__Required work__.
Transcribe the lines of the records starting with the one that has "Where can the fascia" in it and ending with the last, and transcribe nothing else.

** begin Data shown **

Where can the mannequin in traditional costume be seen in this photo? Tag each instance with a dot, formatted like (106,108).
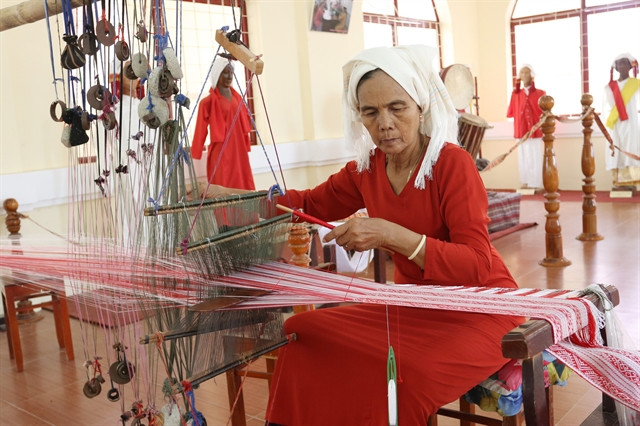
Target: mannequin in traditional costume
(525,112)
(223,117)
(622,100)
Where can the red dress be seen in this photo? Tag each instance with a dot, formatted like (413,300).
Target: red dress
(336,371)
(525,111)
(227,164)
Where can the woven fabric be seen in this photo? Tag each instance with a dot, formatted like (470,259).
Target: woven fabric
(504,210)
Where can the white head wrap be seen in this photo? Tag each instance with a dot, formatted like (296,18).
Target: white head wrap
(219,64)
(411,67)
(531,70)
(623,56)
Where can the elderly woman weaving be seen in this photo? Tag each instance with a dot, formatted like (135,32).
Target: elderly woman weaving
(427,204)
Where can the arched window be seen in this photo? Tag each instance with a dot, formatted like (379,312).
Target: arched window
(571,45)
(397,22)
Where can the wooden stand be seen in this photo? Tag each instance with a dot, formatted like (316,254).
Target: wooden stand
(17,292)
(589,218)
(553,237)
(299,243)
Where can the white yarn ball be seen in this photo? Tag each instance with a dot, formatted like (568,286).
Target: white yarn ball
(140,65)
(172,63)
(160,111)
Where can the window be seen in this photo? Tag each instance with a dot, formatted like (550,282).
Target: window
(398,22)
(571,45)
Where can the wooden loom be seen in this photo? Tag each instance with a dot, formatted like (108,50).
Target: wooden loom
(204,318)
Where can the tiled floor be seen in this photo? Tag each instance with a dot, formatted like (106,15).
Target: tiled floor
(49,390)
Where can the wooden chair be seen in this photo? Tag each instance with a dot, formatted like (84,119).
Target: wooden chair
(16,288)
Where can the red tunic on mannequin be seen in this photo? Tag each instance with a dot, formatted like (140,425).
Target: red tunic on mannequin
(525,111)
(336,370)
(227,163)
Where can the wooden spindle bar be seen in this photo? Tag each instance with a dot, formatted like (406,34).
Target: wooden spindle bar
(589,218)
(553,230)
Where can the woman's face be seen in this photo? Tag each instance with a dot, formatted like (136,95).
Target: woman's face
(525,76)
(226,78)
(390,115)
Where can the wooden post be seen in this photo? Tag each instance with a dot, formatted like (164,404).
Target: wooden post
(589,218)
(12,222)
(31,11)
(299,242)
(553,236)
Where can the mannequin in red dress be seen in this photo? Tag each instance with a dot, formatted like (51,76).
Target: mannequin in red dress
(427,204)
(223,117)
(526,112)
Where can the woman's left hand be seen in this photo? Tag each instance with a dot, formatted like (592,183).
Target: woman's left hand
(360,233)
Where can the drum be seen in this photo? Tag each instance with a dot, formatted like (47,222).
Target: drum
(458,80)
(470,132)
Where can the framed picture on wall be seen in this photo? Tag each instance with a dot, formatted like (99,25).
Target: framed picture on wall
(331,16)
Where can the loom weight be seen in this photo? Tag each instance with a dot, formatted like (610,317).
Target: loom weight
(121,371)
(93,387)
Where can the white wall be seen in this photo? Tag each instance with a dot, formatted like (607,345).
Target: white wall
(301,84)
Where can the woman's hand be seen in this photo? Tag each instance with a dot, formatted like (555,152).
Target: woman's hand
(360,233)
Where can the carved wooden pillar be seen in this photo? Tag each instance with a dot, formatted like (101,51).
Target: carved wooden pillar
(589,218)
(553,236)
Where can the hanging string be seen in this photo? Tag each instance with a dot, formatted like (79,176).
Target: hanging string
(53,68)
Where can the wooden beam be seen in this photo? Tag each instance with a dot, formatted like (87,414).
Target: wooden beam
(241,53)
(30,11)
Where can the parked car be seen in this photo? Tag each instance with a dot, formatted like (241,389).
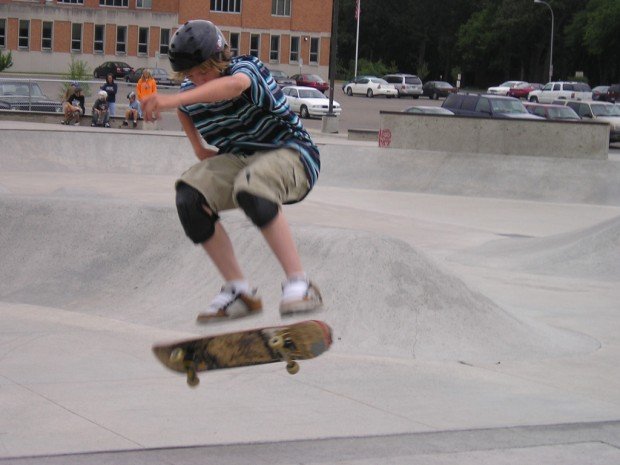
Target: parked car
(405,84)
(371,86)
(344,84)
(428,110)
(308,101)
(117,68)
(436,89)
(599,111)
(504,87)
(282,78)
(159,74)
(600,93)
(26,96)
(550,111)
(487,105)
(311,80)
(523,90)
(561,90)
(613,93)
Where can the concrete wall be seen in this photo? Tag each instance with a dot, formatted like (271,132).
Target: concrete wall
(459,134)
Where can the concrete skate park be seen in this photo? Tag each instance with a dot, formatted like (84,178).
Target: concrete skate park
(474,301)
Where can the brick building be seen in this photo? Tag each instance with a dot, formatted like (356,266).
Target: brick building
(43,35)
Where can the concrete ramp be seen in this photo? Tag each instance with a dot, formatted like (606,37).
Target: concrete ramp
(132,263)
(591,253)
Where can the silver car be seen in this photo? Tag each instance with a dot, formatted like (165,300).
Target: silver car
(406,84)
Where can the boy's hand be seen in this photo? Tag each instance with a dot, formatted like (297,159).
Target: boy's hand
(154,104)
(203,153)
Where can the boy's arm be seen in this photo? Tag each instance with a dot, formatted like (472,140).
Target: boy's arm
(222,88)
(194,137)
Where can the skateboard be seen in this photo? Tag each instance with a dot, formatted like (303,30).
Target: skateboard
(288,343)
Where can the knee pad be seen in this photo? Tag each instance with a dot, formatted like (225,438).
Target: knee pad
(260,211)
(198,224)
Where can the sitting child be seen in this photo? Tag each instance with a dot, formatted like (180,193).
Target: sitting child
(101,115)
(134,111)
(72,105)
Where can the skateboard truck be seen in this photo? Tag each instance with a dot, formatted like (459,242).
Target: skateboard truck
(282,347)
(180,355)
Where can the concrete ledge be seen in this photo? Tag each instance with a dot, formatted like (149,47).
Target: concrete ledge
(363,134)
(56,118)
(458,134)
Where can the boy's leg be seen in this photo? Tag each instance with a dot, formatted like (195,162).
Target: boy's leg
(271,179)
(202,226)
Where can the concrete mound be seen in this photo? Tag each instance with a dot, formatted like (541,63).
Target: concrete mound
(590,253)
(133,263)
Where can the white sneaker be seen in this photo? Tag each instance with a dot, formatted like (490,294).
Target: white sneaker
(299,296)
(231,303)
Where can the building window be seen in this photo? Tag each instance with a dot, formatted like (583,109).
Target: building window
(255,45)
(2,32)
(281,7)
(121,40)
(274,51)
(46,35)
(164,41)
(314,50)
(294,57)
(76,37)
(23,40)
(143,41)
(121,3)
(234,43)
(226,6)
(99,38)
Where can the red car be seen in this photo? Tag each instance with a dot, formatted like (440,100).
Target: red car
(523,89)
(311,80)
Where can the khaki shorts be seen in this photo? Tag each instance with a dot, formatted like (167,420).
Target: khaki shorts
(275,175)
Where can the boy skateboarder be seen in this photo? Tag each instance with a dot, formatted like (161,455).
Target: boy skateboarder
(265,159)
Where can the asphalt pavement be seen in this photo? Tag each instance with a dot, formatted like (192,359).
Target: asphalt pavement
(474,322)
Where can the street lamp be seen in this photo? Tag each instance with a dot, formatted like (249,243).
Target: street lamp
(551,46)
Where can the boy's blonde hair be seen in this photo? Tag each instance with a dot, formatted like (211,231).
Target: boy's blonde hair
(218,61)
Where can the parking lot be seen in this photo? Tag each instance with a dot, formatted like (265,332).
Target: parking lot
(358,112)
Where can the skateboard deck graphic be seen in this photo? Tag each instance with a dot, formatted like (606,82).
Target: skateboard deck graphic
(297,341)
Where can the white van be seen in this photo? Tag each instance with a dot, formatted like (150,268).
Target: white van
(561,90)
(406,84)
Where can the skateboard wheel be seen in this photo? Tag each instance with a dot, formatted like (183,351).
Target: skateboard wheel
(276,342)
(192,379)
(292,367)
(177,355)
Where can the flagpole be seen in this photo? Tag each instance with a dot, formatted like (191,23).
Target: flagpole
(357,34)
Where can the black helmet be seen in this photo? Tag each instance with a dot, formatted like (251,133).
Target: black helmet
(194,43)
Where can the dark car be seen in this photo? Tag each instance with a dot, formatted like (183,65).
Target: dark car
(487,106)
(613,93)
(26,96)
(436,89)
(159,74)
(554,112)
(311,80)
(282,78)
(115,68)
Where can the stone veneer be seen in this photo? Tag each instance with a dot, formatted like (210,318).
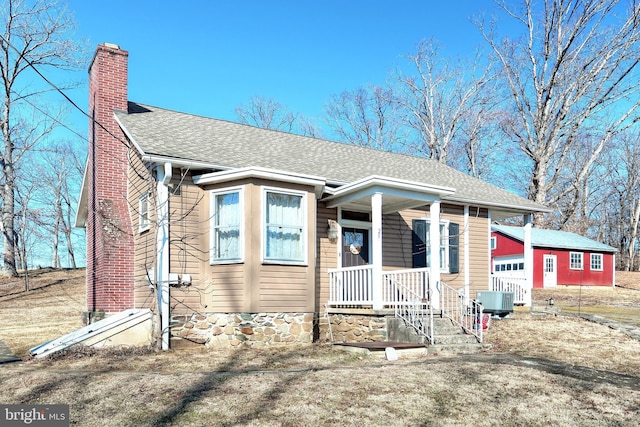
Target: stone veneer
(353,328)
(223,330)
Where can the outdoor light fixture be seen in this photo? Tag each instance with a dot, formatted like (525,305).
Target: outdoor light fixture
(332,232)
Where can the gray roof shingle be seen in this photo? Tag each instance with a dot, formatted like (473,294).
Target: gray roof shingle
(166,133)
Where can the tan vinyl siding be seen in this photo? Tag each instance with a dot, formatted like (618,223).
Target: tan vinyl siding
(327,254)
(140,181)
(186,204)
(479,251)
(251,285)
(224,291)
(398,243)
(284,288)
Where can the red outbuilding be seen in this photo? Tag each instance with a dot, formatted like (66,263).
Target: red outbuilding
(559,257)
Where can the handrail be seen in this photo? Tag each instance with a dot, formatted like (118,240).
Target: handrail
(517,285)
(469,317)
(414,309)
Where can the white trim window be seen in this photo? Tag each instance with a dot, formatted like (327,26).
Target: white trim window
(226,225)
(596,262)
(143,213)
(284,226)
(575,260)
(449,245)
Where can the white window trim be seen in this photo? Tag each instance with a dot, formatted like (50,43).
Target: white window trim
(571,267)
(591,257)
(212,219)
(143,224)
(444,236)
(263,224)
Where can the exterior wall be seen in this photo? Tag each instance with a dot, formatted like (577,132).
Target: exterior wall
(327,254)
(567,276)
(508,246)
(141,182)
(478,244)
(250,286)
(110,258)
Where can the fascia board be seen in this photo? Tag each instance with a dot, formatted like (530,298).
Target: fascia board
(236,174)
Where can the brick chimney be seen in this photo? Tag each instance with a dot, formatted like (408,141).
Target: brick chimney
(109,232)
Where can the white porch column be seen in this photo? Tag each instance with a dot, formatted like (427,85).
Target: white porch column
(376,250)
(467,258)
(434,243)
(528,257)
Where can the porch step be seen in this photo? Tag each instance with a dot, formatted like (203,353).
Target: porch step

** end Data shown **

__Final result__.
Where can the fascia board be seen in this photo? Tag each instance with a dot, formatted like (530,298).
Target: fascia board
(236,174)
Where can the brick chimney be seen in this photo? Tag each instance with a dot, formatted like (408,141).
Target: brick chimney
(109,232)
Where can the white porch column be seen in this photo? Tag each instance with a dot, formatted like (427,85).
Target: white porch column
(376,250)
(467,258)
(434,243)
(528,257)
Where can the porch step be seen in this photo? Tag each instance with a dot, formatted like (203,353).
Target: porch step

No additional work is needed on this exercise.